**WORK REQUEST:** Taking the listing below line by line, tally those that contain the string "cabinet". Give the total alone.

**MATERIAL PROVIDED:**

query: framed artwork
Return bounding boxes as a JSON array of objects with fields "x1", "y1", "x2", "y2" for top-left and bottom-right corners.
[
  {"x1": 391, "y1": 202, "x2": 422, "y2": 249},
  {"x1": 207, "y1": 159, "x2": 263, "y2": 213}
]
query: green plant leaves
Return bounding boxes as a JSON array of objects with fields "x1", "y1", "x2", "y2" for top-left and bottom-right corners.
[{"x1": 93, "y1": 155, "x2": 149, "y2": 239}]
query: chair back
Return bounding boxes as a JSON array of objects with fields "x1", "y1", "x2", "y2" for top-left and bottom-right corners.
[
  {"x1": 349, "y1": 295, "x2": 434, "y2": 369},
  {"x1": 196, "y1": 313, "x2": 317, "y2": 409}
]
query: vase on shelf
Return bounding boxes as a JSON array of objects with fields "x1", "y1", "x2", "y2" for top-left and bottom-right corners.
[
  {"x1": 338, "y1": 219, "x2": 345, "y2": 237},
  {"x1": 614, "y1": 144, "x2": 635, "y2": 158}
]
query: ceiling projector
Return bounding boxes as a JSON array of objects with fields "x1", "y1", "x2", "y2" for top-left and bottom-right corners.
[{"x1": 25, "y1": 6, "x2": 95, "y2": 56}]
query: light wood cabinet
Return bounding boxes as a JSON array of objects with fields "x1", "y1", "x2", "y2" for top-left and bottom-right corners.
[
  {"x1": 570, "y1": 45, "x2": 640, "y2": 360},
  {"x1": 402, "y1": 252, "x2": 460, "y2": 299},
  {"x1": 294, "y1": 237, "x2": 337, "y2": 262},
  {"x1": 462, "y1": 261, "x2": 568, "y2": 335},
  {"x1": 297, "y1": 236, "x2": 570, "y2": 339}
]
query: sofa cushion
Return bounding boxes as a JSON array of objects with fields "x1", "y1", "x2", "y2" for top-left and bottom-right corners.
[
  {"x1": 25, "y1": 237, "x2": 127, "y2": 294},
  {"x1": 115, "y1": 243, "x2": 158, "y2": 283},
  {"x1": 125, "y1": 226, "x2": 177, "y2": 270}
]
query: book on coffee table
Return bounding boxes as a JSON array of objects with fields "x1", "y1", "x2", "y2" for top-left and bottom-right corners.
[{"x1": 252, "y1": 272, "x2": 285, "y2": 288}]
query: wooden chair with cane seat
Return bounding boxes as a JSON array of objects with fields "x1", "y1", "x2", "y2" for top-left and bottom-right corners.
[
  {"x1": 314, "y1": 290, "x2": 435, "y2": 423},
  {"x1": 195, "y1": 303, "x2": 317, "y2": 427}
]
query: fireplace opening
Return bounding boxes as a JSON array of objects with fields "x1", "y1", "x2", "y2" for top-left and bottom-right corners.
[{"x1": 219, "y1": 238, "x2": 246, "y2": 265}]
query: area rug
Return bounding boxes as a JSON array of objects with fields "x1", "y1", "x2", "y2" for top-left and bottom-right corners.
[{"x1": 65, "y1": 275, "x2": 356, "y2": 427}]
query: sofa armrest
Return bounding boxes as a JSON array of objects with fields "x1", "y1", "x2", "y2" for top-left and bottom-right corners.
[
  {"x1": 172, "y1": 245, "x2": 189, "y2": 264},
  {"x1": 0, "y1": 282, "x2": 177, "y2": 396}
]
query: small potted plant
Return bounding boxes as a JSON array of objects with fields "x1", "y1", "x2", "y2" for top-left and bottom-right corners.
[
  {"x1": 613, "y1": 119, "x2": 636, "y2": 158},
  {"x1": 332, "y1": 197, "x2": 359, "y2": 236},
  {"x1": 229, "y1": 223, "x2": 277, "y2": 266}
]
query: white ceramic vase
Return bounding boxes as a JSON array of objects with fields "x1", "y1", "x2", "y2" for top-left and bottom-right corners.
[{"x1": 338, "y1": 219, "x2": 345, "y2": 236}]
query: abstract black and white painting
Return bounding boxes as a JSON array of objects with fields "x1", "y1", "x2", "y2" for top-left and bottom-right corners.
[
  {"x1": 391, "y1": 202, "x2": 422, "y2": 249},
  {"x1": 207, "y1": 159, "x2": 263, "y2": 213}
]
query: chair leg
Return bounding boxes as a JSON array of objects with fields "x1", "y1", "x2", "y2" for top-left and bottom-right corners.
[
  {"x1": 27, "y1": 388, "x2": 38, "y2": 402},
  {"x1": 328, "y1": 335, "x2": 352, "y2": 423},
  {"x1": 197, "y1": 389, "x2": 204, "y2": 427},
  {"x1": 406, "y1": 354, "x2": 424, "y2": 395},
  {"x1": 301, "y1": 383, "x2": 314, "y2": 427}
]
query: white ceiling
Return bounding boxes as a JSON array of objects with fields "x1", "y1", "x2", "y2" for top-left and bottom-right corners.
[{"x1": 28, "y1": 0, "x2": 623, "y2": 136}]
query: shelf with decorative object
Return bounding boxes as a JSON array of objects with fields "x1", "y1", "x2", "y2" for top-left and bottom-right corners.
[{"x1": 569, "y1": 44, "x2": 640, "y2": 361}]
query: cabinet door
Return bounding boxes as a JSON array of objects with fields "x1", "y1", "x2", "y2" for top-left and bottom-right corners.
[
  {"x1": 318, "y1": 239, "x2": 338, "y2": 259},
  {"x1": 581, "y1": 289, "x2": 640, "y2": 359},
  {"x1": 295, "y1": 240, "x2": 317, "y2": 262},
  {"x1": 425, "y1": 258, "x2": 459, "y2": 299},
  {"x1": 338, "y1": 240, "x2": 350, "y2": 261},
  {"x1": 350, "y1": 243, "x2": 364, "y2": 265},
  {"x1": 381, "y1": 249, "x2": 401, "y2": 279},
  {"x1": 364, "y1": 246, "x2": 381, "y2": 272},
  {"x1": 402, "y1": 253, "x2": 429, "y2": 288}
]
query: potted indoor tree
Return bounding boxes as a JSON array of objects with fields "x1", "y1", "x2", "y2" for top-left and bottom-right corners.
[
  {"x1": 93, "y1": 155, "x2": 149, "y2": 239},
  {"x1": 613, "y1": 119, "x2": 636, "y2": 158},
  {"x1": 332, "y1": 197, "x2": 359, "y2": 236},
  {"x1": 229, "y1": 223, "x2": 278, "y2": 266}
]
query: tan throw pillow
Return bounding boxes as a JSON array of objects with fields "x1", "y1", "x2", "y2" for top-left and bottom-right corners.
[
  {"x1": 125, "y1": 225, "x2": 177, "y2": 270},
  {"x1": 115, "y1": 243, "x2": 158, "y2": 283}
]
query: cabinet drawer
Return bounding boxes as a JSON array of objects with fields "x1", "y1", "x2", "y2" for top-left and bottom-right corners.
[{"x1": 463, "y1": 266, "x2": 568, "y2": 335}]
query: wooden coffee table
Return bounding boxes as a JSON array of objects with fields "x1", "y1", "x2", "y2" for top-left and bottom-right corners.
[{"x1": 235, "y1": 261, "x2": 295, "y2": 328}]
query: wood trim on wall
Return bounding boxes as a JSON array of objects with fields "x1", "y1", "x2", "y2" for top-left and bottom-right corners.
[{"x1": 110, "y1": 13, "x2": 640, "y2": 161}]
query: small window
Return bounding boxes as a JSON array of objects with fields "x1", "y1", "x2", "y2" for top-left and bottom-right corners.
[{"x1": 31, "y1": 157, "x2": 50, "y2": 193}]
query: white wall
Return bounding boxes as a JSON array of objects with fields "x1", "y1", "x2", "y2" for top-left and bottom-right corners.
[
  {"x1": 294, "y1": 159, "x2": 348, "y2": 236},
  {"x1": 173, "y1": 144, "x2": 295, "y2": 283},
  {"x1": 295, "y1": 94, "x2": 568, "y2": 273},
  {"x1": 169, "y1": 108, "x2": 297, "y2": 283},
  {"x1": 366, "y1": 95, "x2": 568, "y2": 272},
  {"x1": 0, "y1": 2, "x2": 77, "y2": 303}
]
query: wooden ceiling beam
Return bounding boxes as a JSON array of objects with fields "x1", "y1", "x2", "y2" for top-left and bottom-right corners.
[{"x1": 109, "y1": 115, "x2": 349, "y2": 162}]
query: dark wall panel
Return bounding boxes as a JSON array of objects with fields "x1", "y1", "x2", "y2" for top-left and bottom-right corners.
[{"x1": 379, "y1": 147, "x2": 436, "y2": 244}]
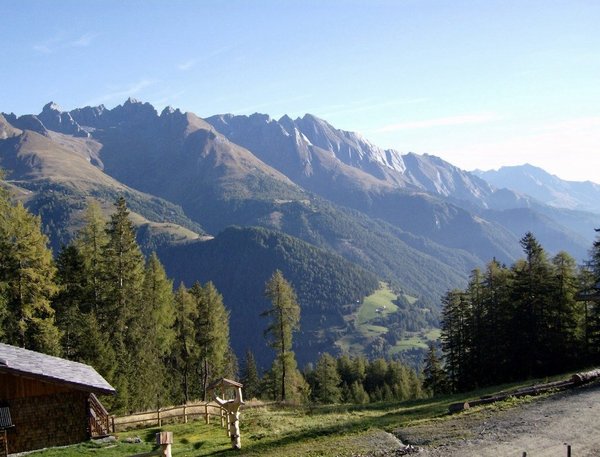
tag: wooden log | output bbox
[571,369,600,384]
[448,379,576,413]
[156,431,173,457]
[448,402,470,413]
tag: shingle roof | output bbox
[0,343,115,395]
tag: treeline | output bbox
[242,352,424,404]
[438,231,600,393]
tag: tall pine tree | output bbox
[263,270,302,402]
[0,199,61,355]
[191,281,232,400]
[101,196,146,411]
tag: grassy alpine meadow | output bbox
[25,377,568,457]
[338,283,439,356]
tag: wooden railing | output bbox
[112,401,227,433]
[88,393,111,437]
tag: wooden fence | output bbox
[111,401,228,433]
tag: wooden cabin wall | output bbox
[0,374,90,454]
[0,373,72,399]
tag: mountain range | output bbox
[1,99,598,367]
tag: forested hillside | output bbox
[157,226,379,367]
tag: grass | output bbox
[336,283,441,356]
[26,376,569,457]
[356,283,399,326]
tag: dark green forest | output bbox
[157,225,379,368]
[437,231,600,393]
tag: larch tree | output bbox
[312,353,342,404]
[0,199,61,355]
[101,196,146,411]
[74,200,109,314]
[128,252,176,410]
[171,283,198,404]
[191,281,231,401]
[263,270,301,402]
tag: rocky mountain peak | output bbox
[42,101,62,113]
[0,113,23,139]
[38,101,88,137]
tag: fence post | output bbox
[157,395,162,427]
[111,416,115,433]
[183,404,187,424]
[205,404,209,424]
[220,408,225,427]
[567,444,571,457]
[522,452,527,457]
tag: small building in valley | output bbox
[0,343,115,454]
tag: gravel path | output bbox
[395,382,600,457]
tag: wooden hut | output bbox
[0,343,115,454]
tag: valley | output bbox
[1,100,600,369]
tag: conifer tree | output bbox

**RESPONSE:** 3